> **What is being asked**:
Please copy out every line of the data below without changing anything.

-- Start of Provided information --

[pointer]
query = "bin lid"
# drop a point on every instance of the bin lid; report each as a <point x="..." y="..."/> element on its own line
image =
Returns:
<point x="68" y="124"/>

-- End of Provided information --

> **Reply to the exercise**:
[pointer]
query = "bin lid"
# drop a point on every instance of the bin lid; report each as a <point x="..." y="..."/> element on its own line
image =
Returns:
<point x="68" y="124"/>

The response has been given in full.